* TASK ITEM
Transcribe each entry so that nothing differs from the original.

____ SOURCE MATERIAL

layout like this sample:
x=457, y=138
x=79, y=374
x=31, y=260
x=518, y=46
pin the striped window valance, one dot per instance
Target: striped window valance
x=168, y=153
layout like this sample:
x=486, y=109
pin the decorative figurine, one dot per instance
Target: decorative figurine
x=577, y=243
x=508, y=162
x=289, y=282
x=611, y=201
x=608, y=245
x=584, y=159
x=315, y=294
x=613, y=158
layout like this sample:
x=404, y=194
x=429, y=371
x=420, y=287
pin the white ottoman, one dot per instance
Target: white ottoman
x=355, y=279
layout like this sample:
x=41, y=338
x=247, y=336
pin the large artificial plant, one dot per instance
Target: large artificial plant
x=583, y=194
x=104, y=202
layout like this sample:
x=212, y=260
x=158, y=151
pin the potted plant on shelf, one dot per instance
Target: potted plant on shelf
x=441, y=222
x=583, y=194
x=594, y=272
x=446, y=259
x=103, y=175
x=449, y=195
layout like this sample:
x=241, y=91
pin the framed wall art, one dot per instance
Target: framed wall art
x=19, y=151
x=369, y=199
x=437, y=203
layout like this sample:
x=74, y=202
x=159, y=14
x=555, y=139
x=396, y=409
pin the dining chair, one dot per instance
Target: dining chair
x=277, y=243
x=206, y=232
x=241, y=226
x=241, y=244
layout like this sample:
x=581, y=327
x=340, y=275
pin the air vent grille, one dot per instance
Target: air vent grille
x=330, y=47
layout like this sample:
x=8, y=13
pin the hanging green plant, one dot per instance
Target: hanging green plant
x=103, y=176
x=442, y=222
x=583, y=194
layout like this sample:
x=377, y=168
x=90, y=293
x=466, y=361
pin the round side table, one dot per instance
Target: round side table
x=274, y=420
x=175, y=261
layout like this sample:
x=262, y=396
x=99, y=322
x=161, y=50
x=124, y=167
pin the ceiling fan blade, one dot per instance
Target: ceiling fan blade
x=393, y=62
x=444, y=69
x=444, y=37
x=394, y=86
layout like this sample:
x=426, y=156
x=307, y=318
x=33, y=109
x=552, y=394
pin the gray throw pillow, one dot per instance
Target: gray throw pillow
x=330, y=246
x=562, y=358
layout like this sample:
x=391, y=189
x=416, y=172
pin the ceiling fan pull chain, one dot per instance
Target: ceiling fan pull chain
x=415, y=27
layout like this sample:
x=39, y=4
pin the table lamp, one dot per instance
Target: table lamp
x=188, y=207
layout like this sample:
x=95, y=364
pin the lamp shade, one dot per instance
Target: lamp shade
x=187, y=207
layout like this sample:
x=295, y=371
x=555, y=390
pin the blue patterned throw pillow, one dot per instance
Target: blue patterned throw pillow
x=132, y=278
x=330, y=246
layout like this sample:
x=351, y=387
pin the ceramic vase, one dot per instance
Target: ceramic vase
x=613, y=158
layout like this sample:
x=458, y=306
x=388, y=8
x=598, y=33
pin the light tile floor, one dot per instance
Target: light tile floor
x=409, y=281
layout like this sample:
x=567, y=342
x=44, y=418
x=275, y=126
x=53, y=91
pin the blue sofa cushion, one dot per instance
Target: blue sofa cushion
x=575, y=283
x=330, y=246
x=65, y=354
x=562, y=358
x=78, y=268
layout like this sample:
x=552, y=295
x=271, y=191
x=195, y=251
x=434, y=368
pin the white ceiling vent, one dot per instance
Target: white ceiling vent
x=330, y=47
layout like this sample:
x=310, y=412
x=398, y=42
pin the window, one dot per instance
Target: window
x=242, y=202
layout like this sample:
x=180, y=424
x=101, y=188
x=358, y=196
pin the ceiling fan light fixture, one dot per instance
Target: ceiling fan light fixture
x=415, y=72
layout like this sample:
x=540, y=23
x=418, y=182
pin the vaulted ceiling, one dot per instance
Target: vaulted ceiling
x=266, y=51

________

* RESPONSE AREA
layout like this sample:
x=457, y=138
x=79, y=374
x=31, y=260
x=518, y=46
pin the striped window valance, one dot per instance
Target: striped window valance
x=168, y=153
layout like this sample:
x=486, y=109
pin the decorative figurine, one dot per instance
Target: decorative figurine
x=577, y=243
x=508, y=162
x=289, y=282
x=611, y=201
x=608, y=245
x=584, y=159
x=315, y=294
x=613, y=158
layout like this sample:
x=404, y=194
x=429, y=371
x=420, y=287
pin the white ottoman, one dot per instance
Target: white ottoman
x=355, y=279
layout like this sample:
x=41, y=338
x=247, y=336
pin the large artificial plant, one dot per instance
Target: large artificial plant
x=583, y=194
x=104, y=202
layout like this sample:
x=212, y=260
x=158, y=151
pin the potted plant on shelf, one dot per instance
Target: potted plant on shelf
x=441, y=222
x=583, y=194
x=594, y=272
x=446, y=259
x=103, y=175
x=449, y=195
layout like this sample:
x=241, y=91
pin the framed wall art, one dot per instance
Target: framed wall art
x=19, y=151
x=369, y=199
x=437, y=203
layout like this sample:
x=74, y=202
x=159, y=14
x=555, y=139
x=396, y=409
pin the dining chair, one dot per instance
Target: dining chair
x=277, y=243
x=206, y=232
x=241, y=226
x=241, y=244
layout like this sample:
x=581, y=327
x=340, y=275
pin the air vent grille, one dot per instance
Target: air vent grille
x=330, y=47
layout like this sample:
x=8, y=13
pin the hanging green plant, one dot per instance
Target: hanging green plant
x=103, y=176
x=442, y=222
x=583, y=194
layout like this sample:
x=377, y=168
x=90, y=293
x=466, y=361
pin the round side table, one dot per instance
Target: round side table
x=274, y=420
x=175, y=261
layout like this sample:
x=262, y=396
x=99, y=322
x=161, y=50
x=124, y=167
pin the ceiling fan blade, one dot per instance
Target: ceiling fan blade
x=393, y=62
x=444, y=69
x=444, y=37
x=394, y=86
layout like this sample:
x=426, y=156
x=307, y=318
x=33, y=109
x=552, y=394
pin the gray throw pillow, one dot per instance
Target: gray throw pillow
x=330, y=246
x=562, y=358
layout like this sample:
x=391, y=189
x=416, y=172
pin the ceiling fan pull chain, one dot per instance
Target: ceiling fan pull chain
x=415, y=27
layout like this sample:
x=39, y=4
pin the table lamp, one dot per instance
Target: table lamp
x=188, y=207
layout like this sample:
x=95, y=364
pin the lamp shade, one dot per instance
Target: lamp shade
x=187, y=207
layout like this sample:
x=295, y=371
x=555, y=390
pin the blue patterned throw pillow, one dot per instance
Target: blue patterned throw pillow
x=132, y=278
x=330, y=246
layout like this sample:
x=351, y=387
pin the ceramic vase, one dot per instance
Target: ceramic vase
x=613, y=158
layout like this sample:
x=458, y=306
x=388, y=8
x=598, y=33
pin the light tile floor, one dot per instance
Target: light tile floor
x=409, y=281
layout like this sample:
x=567, y=342
x=44, y=418
x=275, y=126
x=53, y=91
pin the blue sofa cushion, one dot per instance
Target: blue sofa cushion
x=575, y=283
x=330, y=246
x=65, y=354
x=562, y=358
x=78, y=268
layout like this sample:
x=552, y=295
x=271, y=191
x=195, y=251
x=434, y=368
pin the white ceiling vent, one dot per instance
Target: white ceiling vent
x=330, y=47
layout like this sample:
x=310, y=412
x=398, y=42
pin the window, one dot per instance
Target: window
x=242, y=202
layout like this sample:
x=180, y=424
x=101, y=188
x=358, y=196
pin the ceiling fan light fixture, one dot per instance
Target: ceiling fan light fixture
x=415, y=72
layout like this sample:
x=540, y=23
x=418, y=182
pin the vaulted ceiling, one dot per instance
Target: vaulted ceiling
x=266, y=51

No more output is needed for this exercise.